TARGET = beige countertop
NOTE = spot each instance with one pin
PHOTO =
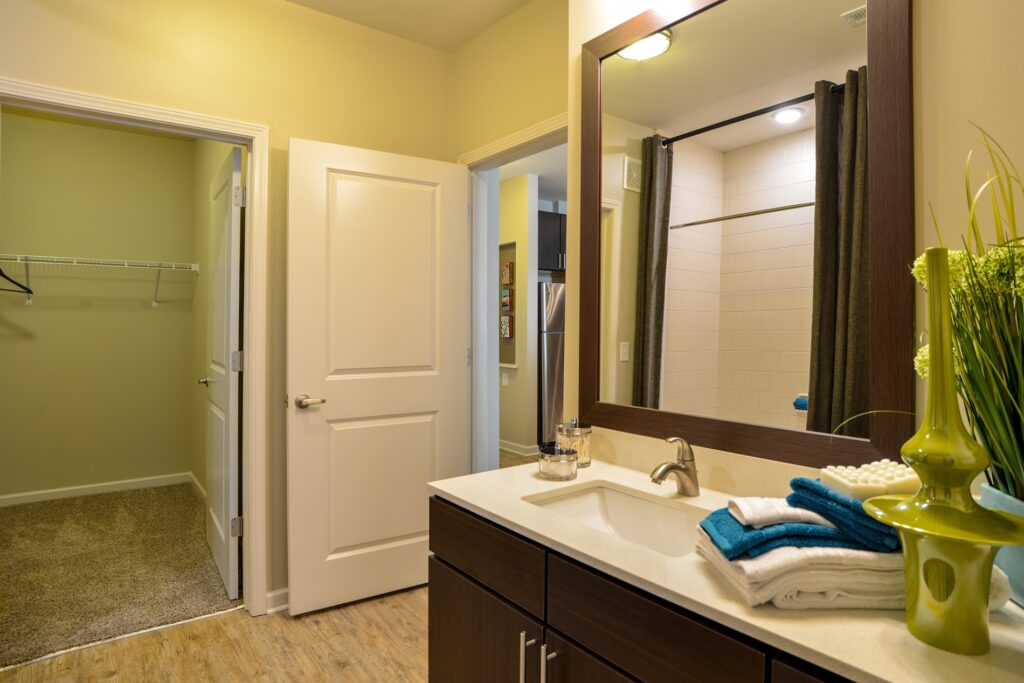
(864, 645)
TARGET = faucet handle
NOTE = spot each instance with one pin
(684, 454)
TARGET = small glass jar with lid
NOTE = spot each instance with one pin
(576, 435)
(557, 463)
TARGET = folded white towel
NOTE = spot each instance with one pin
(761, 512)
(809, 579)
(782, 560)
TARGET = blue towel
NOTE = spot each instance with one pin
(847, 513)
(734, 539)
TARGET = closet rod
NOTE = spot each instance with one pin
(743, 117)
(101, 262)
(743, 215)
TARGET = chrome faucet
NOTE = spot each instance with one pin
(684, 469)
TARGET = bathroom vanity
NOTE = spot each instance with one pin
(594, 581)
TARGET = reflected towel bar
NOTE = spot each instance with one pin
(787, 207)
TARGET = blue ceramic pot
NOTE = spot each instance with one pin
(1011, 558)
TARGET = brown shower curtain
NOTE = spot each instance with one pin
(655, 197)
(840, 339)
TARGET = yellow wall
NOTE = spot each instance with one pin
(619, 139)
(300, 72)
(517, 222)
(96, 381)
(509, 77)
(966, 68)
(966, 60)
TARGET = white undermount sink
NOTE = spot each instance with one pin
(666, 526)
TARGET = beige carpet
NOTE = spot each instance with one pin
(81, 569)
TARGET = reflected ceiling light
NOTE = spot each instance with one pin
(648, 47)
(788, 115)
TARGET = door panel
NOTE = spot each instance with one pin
★ ★ ★ ★ ★
» **EXERCISE**
Turn the lines above into a numbered list with blank lines dropped, and leave the picture out.

» **COMPLETE ANSWER**
1. TARGET = beige countertop
2. NOTE = spot each instance with one pin
3. PHOTO =
4. (864, 645)
5. TARGET = faucet handle
6. NOTE = spot each instance with one pin
7. (684, 454)
8. TARGET = small glass jar with lid
9. NOTE = spot each instance with one pin
10. (576, 435)
11. (557, 463)
12. TARGET = folded white towel
13. NOTE = spot each instance with one pin
14. (761, 512)
15. (809, 579)
16. (782, 560)
17. TARGET = blue towel
18. NOTE = spot each instance with one pin
19. (847, 513)
20. (734, 539)
21. TARGET = closet rod
22. NOTE = spot each instance with one pin
23. (743, 117)
24. (101, 262)
25. (743, 215)
26. TARGET = chrome faucet
27. NOTE = spot each instance with one pin
28. (684, 469)
29. TARGET = bathroom vanity
30. NOTE = spot each instance with one pin
31. (594, 581)
32. TARGET = reflected towel bar
33. NOTE = spot each instance with one pin
34. (787, 207)
35. TARGET = blue ceramic pot
36. NOTE = spot each instance with one pin
37. (1011, 558)
38. TARGET = brown shower curtain
39. NOTE = spot each instance with one pin
40. (655, 197)
41. (840, 339)
42. TARGET = yellow wall
43. NOTE = spot each instance with one pin
44. (619, 139)
45. (300, 72)
46. (517, 222)
47. (96, 381)
48. (509, 77)
49. (966, 68)
50. (966, 60)
51. TARGET = white undermount sink
52. NOTE = spot each instance with one pin
53. (666, 526)
54. TARGET = beige carpet
55. NOTE = spot each instance with one pin
56. (81, 569)
57. TARGET = reflected ceiling light
58. NOTE = spot each instance with one pin
59. (648, 47)
60. (788, 115)
61. TARGET = door panel
62. NOTE = spot each instance with one pin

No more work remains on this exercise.